● **Exercise aim**
Reproduce every line of the material below, but drop the pictures.

● **Records excerpted from a collection**

____

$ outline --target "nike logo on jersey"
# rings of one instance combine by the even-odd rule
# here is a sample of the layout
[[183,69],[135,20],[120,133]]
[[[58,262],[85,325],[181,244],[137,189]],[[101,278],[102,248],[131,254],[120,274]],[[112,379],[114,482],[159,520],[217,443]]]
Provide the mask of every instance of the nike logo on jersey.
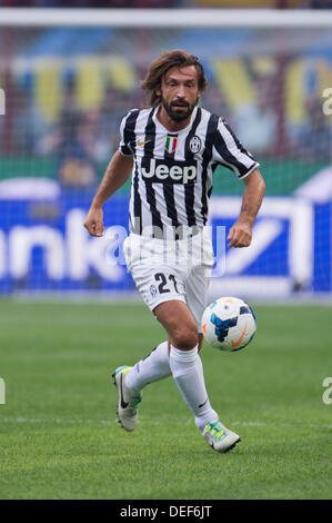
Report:
[[120,376],[120,399],[121,399],[121,408],[127,408],[129,403],[125,403],[123,401],[123,391],[122,391],[122,378],[123,378],[123,374],[121,374]]
[[172,159],[143,158],[142,176],[150,181],[171,184],[194,184],[198,176],[197,162]]

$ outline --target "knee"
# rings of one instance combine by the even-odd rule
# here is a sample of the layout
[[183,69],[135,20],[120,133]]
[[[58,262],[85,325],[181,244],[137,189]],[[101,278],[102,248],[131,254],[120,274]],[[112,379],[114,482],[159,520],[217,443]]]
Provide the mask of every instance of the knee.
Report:
[[181,325],[174,329],[171,336],[171,343],[180,351],[190,351],[195,347],[199,341],[197,325]]

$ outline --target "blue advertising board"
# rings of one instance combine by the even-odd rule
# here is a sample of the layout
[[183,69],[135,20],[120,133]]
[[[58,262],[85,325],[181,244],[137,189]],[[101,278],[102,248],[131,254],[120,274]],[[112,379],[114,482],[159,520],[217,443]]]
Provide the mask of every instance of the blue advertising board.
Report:
[[[1,294],[134,289],[121,253],[128,235],[128,196],[115,195],[105,204],[102,238],[90,237],[83,227],[92,196],[76,190],[50,200],[1,200]],[[228,230],[240,207],[239,197],[211,198],[208,225],[215,251],[215,231],[224,231],[222,255],[212,273],[217,295],[331,293],[331,204],[266,197],[251,247],[228,249]]]

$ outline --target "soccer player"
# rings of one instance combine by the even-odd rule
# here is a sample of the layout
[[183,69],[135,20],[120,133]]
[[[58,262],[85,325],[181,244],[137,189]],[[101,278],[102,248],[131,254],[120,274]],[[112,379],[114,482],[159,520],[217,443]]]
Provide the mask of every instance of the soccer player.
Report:
[[130,236],[123,251],[128,270],[168,339],[133,367],[114,371],[117,413],[122,427],[133,431],[143,387],[172,375],[207,442],[227,452],[240,436],[212,408],[199,355],[200,320],[213,265],[204,225],[213,171],[222,165],[244,182],[229,247],[248,247],[264,181],[259,164],[228,124],[198,107],[207,80],[197,57],[182,50],[163,53],[151,63],[141,87],[150,108],[133,109],[123,118],[119,150],[84,223],[92,236],[102,236],[102,206],[133,172]]

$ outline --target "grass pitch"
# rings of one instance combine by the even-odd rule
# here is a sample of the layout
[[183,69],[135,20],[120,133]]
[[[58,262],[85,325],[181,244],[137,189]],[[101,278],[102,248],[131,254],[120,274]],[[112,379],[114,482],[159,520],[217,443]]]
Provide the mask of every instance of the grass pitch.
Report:
[[0,499],[331,499],[332,308],[254,310],[248,347],[201,353],[211,403],[242,440],[222,455],[172,378],[144,389],[134,433],[115,422],[111,372],[164,339],[143,305],[1,300]]

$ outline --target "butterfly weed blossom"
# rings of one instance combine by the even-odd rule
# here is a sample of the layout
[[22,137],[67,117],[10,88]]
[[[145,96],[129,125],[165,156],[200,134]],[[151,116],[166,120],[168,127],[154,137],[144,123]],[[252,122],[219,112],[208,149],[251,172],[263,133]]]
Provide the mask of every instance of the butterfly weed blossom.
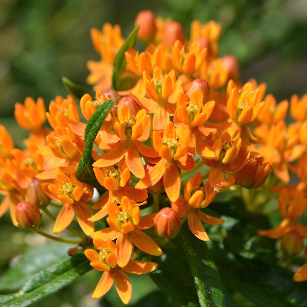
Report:
[[[42,215],[54,221],[55,235],[71,232],[80,246],[89,247],[84,252],[91,265],[103,272],[93,298],[114,283],[128,304],[129,274],[154,270],[157,264],[144,259],[162,255],[163,244],[182,225],[209,241],[206,225],[224,221],[207,211],[214,209],[217,195],[240,187],[269,193],[262,188],[269,178],[280,195],[281,220],[258,234],[280,238],[290,258],[304,249],[307,256],[307,226],[300,219],[307,209],[306,95],[277,103],[266,95],[265,84],[252,79],[242,84],[235,57],[219,57],[219,24],[195,21],[189,39],[179,23],[150,11],[138,15],[138,24],[146,47],[141,52],[131,47],[124,50],[119,90],[110,88],[124,41],[120,28],[107,23],[101,31],[91,30],[101,58],[88,63],[87,81],[96,92],[81,97],[82,119],[79,101],[71,95],[57,96],[47,112],[42,98],[27,98],[16,104],[14,113],[29,131],[22,150],[14,149],[0,125],[0,216],[8,210],[15,225],[58,240],[72,239],[49,235],[41,224],[39,229]],[[97,199],[93,187],[76,172],[87,144],[87,122],[111,98],[115,102],[92,152]],[[287,124],[289,107],[293,120]],[[45,127],[46,120],[51,129]],[[293,175],[299,182],[290,185]],[[49,208],[54,206],[56,216]],[[143,208],[149,208],[146,214]],[[79,231],[70,226],[75,216]],[[107,227],[101,229],[101,220]],[[84,245],[86,240],[91,246]],[[307,280],[306,266],[294,280]]]

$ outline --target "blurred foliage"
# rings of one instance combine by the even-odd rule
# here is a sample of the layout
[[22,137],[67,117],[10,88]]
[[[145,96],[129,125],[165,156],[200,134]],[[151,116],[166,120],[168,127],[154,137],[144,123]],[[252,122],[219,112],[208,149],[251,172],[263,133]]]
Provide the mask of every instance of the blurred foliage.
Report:
[[[252,76],[266,82],[267,92],[279,101],[307,92],[305,0],[0,0],[0,123],[7,127],[17,146],[27,132],[12,119],[15,103],[27,96],[42,97],[48,103],[57,95],[66,95],[63,76],[85,85],[87,61],[99,57],[92,45],[91,28],[101,28],[107,21],[118,23],[126,37],[137,13],[148,9],[181,22],[188,34],[195,18],[221,22],[220,54],[238,57],[243,81]],[[6,215],[0,222],[0,274],[25,251],[45,243],[14,227]],[[122,306],[114,288],[102,300],[91,299],[100,277],[92,271],[33,305]],[[131,280],[132,306],[168,306],[149,276]],[[235,294],[240,306],[254,305],[242,293]]]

____

● **Response to this exercise**
$ outline --target "nike logo on jersey"
# rings of one instance combine by the even-odd rule
# here is a sample of the layout
[[183,69],[135,20],[120,133]]
[[[58,262],[85,325],[181,244],[137,189]],[[101,278],[102,248],[131,254],[120,274]],[[112,379],[114,482],[159,520],[217,443]]]
Provide the mask of every instance of the nike logo on jersey.
Report:
[[120,376],[120,399],[121,399],[121,408],[127,408],[129,403],[125,403],[123,401],[123,391],[122,391],[122,378],[123,378],[123,374],[121,374]]
[[172,159],[143,158],[142,176],[150,181],[171,184],[194,184],[198,176],[197,162]]

$ outline --target "knee"
# rings of one instance combine by the even-odd rule
# here is a sample of the layout
[[183,69],[135,20],[120,133]]
[[[58,262],[85,325],[181,244],[137,189]],[[101,278],[102,248],[131,254],[120,274]],[[112,379],[114,482],[159,520],[217,443]]]
Provide the mask of every instance of the knee.
Report:
[[181,325],[174,329],[171,336],[171,343],[180,351],[190,351],[195,347],[199,341],[197,325]]

$ outline --target "blue advertising board"
# rings of one instance combine by the even-odd rule
# here is a sample of the layout
[[183,69],[135,20],[120,133]]
[[[58,262],[85,325],[181,244],[137,189]],[[101,278],[102,248],[131,254],[120,274]],[[112,379],[114,482],[159,520],[217,443]]]
Provide the mask of every instance of the blue advertising board.
Report:
[[[1,294],[134,289],[121,253],[128,235],[128,196],[115,195],[105,204],[102,238],[90,237],[83,227],[92,196],[76,190],[50,200],[1,200]],[[228,230],[240,207],[239,197],[211,198],[208,225],[215,251],[215,231],[224,231],[222,255],[212,273],[217,295],[331,293],[331,204],[266,197],[251,247],[228,249]]]

$ outline --target "soccer player"
# rings of one instance combine by the even-odd rule
# here is a sample of the layout
[[183,69],[135,20],[120,133]]
[[[58,262],[85,325],[181,244],[137,189]],[[101,278],[102,248],[131,254],[120,274]],[[112,379],[114,482],[159,520],[217,443]]]
Provide the mask of every instance of the soccer player.
Report:
[[130,236],[123,251],[128,270],[168,339],[133,367],[114,371],[117,413],[122,427],[133,431],[143,387],[172,375],[207,442],[227,452],[240,436],[212,408],[199,355],[200,320],[213,265],[204,225],[213,171],[222,165],[244,182],[229,247],[248,247],[264,181],[259,164],[228,124],[198,107],[207,80],[197,57],[182,50],[163,53],[151,63],[141,87],[150,108],[133,109],[123,118],[119,150],[84,223],[92,236],[102,236],[102,206],[133,172]]

$ outline --target "grass pitch"
# rings of one instance combine by the even-odd rule
# here is a sample of the layout
[[183,69],[135,20],[120,133]]
[[[58,262],[85,325],[181,244],[137,189]],[[101,278],[102,248],[131,254],[120,274]],[[112,379],[114,482],[159,520],[217,443]]]
Provide the mask of every instance of the grass pitch.
Report:
[[0,499],[331,499],[332,308],[254,310],[248,347],[201,353],[211,403],[242,440],[222,455],[172,378],[144,389],[134,433],[115,422],[111,372],[164,339],[143,305],[1,300]]

$ outline --target "butterfly weed blossom"
# rings of one instance combine by the even-odd rule
# here is a sample of the layout
[[22,137],[67,117],[10,88]]
[[[145,96],[129,125],[165,156],[200,134]],[[151,116],[166,120],[168,127],[154,137],[144,123]],[[252,122],[219,112],[208,149],[251,172],[263,133]]]
Provide the mask of every instance of the butterfly weed blossom.
Report:
[[[42,215],[54,221],[55,235],[71,232],[80,246],[89,247],[84,252],[91,265],[103,272],[93,298],[114,283],[128,304],[129,274],[154,270],[157,264],[144,259],[162,255],[163,244],[182,225],[209,241],[206,225],[224,221],[207,211],[214,209],[217,195],[240,187],[269,193],[262,188],[269,178],[280,195],[281,220],[258,234],[280,238],[290,258],[304,249],[307,256],[307,226],[300,219],[307,209],[306,95],[277,103],[266,95],[265,84],[252,79],[242,84],[235,57],[219,57],[219,24],[195,21],[189,39],[179,23],[150,11],[138,15],[138,24],[146,47],[141,52],[131,47],[124,50],[119,90],[110,88],[124,41],[120,28],[107,23],[101,31],[91,30],[101,58],[88,63],[87,81],[96,92],[81,97],[82,119],[79,101],[71,95],[57,96],[47,112],[42,98],[27,98],[16,104],[14,113],[29,131],[22,150],[14,149],[0,125],[0,216],[8,210],[15,225],[58,240],[72,239],[49,235],[41,224],[39,229]],[[97,199],[93,187],[76,172],[87,144],[87,122],[111,98],[115,102],[92,152]],[[287,124],[289,107],[293,120]],[[45,127],[46,120],[51,129]],[[293,175],[299,182],[290,185]],[[49,208],[54,206],[56,216]],[[143,208],[149,208],[146,214]],[[79,231],[70,226],[75,216]],[[107,227],[101,229],[101,220]],[[84,245],[86,240],[91,246]],[[307,280],[306,266],[294,280]]]

$ outline --target "blurred foliage"
# rings of one instance combine by the even-odd rule
# here is a sample of the layout
[[22,137],[67,117],[10,88]]
[[[145,96],[129,125],[165,156],[200,134]],[[151,116],[166,120],[168,127],[154,137],[144,123]],[[252,122],[219,112],[208,149],[251,172],[263,133]]]
Provide the mask of every instance of the blurred foliage.
Report:
[[[252,76],[266,82],[267,92],[279,101],[307,92],[305,0],[0,0],[0,123],[7,127],[17,146],[27,132],[12,119],[15,103],[27,96],[42,97],[48,103],[57,95],[66,95],[63,76],[85,85],[87,61],[99,57],[92,45],[91,28],[101,28],[107,21],[118,23],[126,37],[137,13],[148,9],[181,22],[188,34],[195,18],[221,22],[220,54],[238,57],[243,81]],[[6,215],[0,222],[0,274],[25,251],[45,243],[14,227]],[[122,306],[114,288],[102,300],[91,299],[100,277],[92,271],[33,305]],[[131,280],[132,306],[168,306],[149,276]],[[235,294],[240,306],[254,305],[242,293]]]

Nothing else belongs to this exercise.